(Beginning of Information provided)

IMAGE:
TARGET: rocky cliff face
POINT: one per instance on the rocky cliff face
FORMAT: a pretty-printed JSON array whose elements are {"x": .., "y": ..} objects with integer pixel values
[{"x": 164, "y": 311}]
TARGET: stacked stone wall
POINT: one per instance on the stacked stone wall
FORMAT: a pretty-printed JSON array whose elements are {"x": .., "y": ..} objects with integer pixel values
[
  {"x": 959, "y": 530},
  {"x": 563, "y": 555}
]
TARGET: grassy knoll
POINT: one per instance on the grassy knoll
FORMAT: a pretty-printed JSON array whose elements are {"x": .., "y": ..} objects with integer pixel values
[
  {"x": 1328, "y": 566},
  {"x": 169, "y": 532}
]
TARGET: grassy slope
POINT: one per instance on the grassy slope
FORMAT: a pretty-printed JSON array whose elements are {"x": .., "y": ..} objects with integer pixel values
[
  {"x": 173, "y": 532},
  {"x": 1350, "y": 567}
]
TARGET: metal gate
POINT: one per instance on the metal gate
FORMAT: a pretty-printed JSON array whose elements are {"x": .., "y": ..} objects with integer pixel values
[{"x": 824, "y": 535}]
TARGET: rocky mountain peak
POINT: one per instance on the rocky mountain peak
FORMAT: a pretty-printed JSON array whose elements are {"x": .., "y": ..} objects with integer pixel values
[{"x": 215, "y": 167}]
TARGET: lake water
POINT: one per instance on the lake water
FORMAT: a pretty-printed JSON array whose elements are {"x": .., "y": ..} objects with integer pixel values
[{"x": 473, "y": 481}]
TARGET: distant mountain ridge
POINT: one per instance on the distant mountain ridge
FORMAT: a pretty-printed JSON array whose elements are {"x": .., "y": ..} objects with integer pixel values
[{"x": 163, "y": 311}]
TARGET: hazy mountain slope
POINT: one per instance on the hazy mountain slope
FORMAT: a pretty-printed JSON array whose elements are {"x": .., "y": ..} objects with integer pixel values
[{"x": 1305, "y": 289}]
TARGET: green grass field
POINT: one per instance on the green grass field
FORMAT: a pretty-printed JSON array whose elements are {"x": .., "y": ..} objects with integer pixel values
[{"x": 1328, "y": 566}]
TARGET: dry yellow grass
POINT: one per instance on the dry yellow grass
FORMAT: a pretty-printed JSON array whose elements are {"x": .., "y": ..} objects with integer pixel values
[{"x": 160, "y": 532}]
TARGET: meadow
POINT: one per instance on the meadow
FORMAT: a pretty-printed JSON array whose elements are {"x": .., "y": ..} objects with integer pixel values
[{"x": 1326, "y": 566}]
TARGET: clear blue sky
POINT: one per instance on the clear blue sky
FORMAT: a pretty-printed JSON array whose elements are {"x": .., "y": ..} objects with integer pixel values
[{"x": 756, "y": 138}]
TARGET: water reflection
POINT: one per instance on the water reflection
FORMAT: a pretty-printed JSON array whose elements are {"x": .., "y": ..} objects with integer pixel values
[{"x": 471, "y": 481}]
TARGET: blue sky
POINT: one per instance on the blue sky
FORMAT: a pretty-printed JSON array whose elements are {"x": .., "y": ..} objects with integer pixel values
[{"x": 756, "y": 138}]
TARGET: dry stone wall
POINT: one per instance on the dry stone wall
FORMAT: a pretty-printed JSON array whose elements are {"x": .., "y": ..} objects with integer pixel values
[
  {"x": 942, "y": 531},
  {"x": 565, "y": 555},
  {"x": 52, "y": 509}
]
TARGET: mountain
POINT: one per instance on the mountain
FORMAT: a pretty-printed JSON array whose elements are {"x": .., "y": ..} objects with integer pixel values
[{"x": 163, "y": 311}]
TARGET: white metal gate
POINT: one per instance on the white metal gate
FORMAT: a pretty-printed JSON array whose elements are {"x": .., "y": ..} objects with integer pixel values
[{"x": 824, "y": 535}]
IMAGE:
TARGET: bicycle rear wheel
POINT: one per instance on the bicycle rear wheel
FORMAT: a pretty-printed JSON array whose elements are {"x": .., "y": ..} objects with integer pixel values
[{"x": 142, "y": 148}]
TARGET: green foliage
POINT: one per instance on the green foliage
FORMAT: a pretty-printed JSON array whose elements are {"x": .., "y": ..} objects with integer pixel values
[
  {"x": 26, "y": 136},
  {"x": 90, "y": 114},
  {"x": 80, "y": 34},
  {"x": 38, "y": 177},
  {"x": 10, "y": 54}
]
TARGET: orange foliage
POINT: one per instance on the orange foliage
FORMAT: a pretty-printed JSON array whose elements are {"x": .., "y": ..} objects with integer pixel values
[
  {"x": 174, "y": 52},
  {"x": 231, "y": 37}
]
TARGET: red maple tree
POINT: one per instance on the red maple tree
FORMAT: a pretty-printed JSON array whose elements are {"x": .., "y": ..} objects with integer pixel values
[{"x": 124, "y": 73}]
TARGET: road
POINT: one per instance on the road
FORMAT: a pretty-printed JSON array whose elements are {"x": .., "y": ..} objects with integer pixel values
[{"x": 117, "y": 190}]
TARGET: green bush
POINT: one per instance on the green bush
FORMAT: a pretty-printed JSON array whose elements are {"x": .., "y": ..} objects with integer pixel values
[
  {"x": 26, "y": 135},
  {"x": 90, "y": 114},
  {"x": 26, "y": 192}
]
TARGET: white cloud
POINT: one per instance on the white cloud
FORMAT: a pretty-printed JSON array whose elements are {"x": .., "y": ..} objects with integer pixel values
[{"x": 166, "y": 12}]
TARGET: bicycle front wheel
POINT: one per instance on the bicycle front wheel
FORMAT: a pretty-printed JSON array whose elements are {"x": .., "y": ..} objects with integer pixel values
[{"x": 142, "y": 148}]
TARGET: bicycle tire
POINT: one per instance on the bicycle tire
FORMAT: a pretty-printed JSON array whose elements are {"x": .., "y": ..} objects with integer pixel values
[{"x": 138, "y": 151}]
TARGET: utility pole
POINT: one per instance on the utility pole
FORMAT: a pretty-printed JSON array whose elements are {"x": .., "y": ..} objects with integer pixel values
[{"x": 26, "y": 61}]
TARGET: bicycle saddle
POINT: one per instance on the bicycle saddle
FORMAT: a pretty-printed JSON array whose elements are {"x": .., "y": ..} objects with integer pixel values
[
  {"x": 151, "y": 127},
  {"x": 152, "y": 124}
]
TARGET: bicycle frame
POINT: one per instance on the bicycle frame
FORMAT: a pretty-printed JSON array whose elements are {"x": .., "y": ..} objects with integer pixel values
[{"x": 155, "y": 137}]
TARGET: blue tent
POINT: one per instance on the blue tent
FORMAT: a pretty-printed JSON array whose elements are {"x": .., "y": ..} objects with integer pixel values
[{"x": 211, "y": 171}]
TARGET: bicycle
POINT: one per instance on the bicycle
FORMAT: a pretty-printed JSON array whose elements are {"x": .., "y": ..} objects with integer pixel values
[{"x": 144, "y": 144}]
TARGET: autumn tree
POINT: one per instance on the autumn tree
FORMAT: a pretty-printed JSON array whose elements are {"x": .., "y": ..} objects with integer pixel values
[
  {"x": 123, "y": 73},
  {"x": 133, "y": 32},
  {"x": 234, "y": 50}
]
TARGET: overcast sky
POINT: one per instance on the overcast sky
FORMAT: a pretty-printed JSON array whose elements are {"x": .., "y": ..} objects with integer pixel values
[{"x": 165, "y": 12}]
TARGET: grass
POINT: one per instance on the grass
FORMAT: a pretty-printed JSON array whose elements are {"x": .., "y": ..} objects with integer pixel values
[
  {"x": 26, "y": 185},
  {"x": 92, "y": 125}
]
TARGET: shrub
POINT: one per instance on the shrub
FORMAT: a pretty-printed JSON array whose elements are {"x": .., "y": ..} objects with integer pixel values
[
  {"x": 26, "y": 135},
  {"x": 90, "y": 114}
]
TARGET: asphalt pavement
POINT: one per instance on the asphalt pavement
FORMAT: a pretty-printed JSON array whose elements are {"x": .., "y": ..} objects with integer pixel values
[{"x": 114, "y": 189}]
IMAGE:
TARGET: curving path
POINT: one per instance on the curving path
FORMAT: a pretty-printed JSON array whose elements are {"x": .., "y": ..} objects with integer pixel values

(End of Information provided)

Nothing should appear in the answer except the lines above from the line with "POINT: one per instance on the blue tent" through the line with "POINT: one per instance on the asphalt", both included, written out exactly.

Written response:
POINT: one per instance on the blue tent
FORMAT: a pretty-printed JSON array whose elements are {"x": .., "y": ..} objects with integer pixel values
[{"x": 211, "y": 171}]
TARGET: bicycle
POINT: one per instance on the bicycle
FORMAT: a pretty-printed JSON array whose elements are {"x": .., "y": ..} objects with integer pixel values
[{"x": 144, "y": 144}]
TARGET: autumn tree
POINT: one per instance on the autumn tree
FORMAT: a pretty-printed JSON array whose elements are {"x": .., "y": ..} objects with integer pixel values
[
  {"x": 123, "y": 73},
  {"x": 133, "y": 32},
  {"x": 234, "y": 50}
]
TARGET: overcast sky
POINT: one per instance on the overcast sky
FORMAT: a pretty-printed JSON array whose elements are {"x": .., "y": ..} objects with integer pixel values
[{"x": 165, "y": 12}]
TARGET: grass
POINT: one per instance on the grass
FORMAT: a pretty-printed JSON array whose elements are {"x": .., "y": ..} objects with integer pixel values
[
  {"x": 26, "y": 185},
  {"x": 92, "y": 125}
]
TARGET: shrub
POINT: one per instance on the shrub
FORMAT: a pretty-printed JSON array whose elements are {"x": .., "y": ..} objects with integer pixel values
[
  {"x": 26, "y": 135},
  {"x": 90, "y": 114}
]
TARGET: asphalt pavement
POINT: one per instance on the asphalt pavement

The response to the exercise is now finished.